[begin Excerpt provided]

The programs included in Bloomberg’s examination of Fed lending were: the Asset-Backed Commercial Paper Money Market Mutual Fund Liquidity Facility, Commercial Paper Funding Facility, discount window, Primary Dealer Credit Facility, Term Auction Facility, Term Securities Lending Facility and single- tranche open market operations.
From Fed memo: “Other inaccuracies may occur if total potential lending is counted as actual lending.”
Response: In a March 31, 2009, story, Bloomberg News tallied the potential commitments of the Fed using as sources statements the central bank made and its weekly balance sheet. The amount, $7.77 trillion, was never characterized by Bloomberg as money lent by the Fed, though other commentators have mistakenly used it in that context. Rather, Bloomberg has said that that amount represents what the Fed “lent, spent or committed” or the total of all “guarantees and lending limits.” Bloomberg has been careful to characterize this number as total commitments, not loans that went out the door.
From Fed memo: “The articles make no mention that the emergency loans and other assistance have generated considerable income for the American taxpayers. As reported in the Annual Report of the Board of Governors, alongside the Board’s audited financial statements, the emergency lending programs have generated an estimated $20 billion in interest income for the Treasury. Moreover, in 2009 and 2010, the Federal Reserve returned to the taxpayers over $125 billion in excess earnings on its operations, including emergency lending. These amounts have been publicly announced and are reflected in the Office of Management and Budget’s financial statements for the government and have been verified by the Federal Reserve’s independent outside auditors.”
Response: In an Aug. 22 story, “Wall Street Aristocracy Got $1.2 Trillion in Fed’s Secret Loans,” Bloomberg wrote: “The Fed has said it had ‘no credit losses’ on any of the emergency programs, and a report by the Federal Reserve Bank of New York staffers in February said the central bank netted $13 billion in interest and fee income from the programs from August 2007 through December 2009.”
The Nov. 28 story quoted Fed officials saying almost all of the loans were repaid and that there had been no credit losses.

[end Excerpt provided]

Work to complete - Extend the exchange above between the Fed memo and Bloomberg's responses on emergency lending, beginning after its last sentence.

[begin Listed entries]

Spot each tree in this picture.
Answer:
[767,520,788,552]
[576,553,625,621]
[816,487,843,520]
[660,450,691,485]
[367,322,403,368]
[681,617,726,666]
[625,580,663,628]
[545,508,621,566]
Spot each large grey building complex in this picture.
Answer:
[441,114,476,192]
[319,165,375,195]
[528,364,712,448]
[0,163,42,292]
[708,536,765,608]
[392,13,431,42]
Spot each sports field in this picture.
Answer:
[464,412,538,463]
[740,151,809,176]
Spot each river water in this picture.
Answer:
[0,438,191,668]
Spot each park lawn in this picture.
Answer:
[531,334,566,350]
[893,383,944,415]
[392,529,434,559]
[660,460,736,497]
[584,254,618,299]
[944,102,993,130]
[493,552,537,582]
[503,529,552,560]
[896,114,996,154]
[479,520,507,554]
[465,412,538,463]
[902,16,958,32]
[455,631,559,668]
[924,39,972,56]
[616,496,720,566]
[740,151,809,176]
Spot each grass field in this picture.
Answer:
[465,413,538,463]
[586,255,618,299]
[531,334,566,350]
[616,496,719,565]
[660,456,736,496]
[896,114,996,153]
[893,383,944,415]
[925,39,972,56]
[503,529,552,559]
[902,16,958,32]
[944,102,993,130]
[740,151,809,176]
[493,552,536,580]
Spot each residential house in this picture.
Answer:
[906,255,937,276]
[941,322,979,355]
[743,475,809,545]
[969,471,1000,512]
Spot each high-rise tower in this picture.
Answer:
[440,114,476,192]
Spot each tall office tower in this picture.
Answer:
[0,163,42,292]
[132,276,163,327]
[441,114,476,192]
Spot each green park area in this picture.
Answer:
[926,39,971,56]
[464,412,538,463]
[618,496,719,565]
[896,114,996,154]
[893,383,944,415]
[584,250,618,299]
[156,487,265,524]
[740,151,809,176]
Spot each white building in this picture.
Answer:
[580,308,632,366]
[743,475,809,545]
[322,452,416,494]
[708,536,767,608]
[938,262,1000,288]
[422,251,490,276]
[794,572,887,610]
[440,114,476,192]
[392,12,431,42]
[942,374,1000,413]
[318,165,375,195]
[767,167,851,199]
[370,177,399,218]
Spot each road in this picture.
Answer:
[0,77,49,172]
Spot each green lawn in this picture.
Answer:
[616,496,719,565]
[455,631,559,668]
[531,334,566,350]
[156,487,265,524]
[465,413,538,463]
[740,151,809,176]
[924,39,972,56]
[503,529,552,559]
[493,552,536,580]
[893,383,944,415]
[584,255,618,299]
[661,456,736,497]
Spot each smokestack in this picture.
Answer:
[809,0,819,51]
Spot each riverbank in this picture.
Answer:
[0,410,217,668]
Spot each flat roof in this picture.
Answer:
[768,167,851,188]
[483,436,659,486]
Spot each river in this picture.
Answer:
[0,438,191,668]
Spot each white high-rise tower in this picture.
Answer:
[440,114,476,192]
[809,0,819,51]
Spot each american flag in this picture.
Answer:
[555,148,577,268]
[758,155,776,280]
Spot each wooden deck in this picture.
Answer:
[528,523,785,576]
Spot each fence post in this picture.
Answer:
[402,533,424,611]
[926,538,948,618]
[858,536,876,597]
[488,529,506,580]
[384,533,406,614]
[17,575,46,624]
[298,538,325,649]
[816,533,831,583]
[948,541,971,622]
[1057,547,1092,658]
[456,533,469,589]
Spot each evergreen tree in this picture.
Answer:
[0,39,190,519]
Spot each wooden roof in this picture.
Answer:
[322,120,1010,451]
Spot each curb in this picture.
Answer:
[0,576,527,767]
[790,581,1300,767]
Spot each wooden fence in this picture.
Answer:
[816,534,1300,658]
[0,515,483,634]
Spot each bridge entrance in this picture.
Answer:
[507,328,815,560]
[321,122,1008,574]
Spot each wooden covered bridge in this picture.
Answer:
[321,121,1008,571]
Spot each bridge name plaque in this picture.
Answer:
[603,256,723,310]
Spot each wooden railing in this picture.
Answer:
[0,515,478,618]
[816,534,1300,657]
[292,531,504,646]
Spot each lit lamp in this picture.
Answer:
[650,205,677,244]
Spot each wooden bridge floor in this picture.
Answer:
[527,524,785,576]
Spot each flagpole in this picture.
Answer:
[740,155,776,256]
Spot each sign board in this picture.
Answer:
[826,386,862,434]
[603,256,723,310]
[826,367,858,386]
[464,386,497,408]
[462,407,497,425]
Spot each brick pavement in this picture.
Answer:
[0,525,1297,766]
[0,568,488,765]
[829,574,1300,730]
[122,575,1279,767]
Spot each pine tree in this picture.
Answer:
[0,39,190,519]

[end Listed entries]

Final result -
From Fed memo: “The articles discuss lending made to large banks but never note that Federal Reserve lending programs went far beyond such institutions -- all in furtherance of supporting the provision of credit to U.S. households and businesses. Literally hundreds of institutions borrowed from the Federal Reserve -- not just large banks. The TAF had some 400 borrowers and the discount window some 2,100 borrowers. The TALF made more than 2,000 loans, while the commercial paper funding facility provided direct assistance to some 120 American businesses.”
Response: Bloomberg reported in Aug. 22 and Nov. 28 stories that the Fed programs extended beyond large banks. The Aug. 22 story mentioned borrowings by Plano, Texas-based Beal Financial Corp. and Jacksonville, Florida-based EverBank Financial Corp.
Bloomberg reported in the Nov. 28 story that the six largest U.S. banks accounted for 63 percent of the average borrowings by all U.S. financial institutions from the Fed, even though these firms only represented half of industry assets. Bloomberg also created an interactive website that allows users to chart Fed borrowings by more than 400 firms. The smallest detailed there is Wood & Huston Bancorporation Inc., which had $5 million outstanding on Feb. 12, 2009. The graphic can be found here.
From Fed memo: “The articles also fail to note that the lending directly helped support American businesses by providing emergency funding so that they could meet weekly payrolls and on-going expenses. The Commercial Paper Funding Facility, for example, provided support to businesses as diverse as Harley- Davidson and National Rural Utilities, when the usual market mechanism for their day-to-day funding completely dried up.”
Response: Bloomberg’s interactive graphic details Commercial Paper Funding Facility borrowings by non-bank borrowers, including Harley-Davidson Inc. and National Rural Utilities Cooperative Finance Corp. A Dec. 2, 2010, story, “Fed May Be ‘Central Bank of the World’ After UBS, Barclays Aid,” mentioned Harley-Davidson and General Electric Co., the largest non-bank borrower from the commercial-paper program.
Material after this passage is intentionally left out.